Exercise description
Where the records below reach the line containing "Target: hazy horizon", start transcribing, and end with the line containing "Target: white van", exactly and with nothing else added.

Input data
>>
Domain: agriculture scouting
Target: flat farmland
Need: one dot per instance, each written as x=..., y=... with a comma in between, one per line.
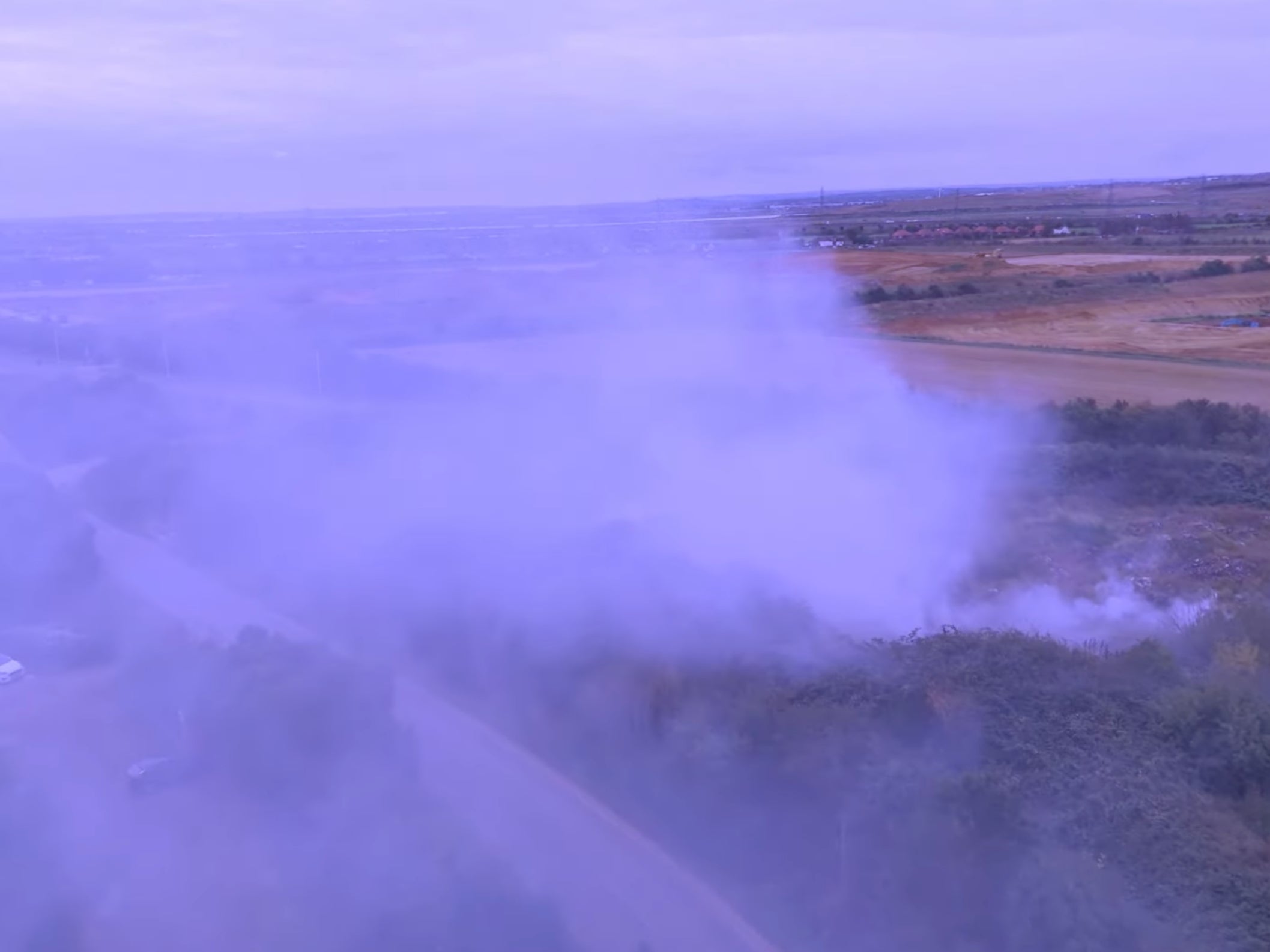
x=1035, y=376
<<
>>
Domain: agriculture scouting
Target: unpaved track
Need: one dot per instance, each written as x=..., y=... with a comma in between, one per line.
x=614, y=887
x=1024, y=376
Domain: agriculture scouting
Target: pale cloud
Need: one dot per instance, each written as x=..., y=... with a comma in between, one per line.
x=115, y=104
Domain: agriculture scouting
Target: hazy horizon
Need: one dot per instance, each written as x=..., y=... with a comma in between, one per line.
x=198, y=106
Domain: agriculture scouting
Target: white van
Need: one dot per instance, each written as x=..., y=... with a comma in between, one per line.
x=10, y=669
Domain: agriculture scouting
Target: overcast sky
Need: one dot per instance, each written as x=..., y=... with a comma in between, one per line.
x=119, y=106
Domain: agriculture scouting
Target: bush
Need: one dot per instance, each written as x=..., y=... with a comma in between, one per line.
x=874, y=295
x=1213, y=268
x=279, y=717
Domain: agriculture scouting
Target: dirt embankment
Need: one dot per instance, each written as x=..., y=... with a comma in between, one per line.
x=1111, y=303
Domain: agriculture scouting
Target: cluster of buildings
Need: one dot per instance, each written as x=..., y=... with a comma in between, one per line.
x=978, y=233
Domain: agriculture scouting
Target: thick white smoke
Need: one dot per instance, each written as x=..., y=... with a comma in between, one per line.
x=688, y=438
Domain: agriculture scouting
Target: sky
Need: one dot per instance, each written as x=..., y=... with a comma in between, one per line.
<<
Output for this task
Target: hazy horizon
Need: one dot per instance, each written as x=..., y=... with a comma in between, one per line.
x=198, y=106
Domain: agriculture scouting
Target: white van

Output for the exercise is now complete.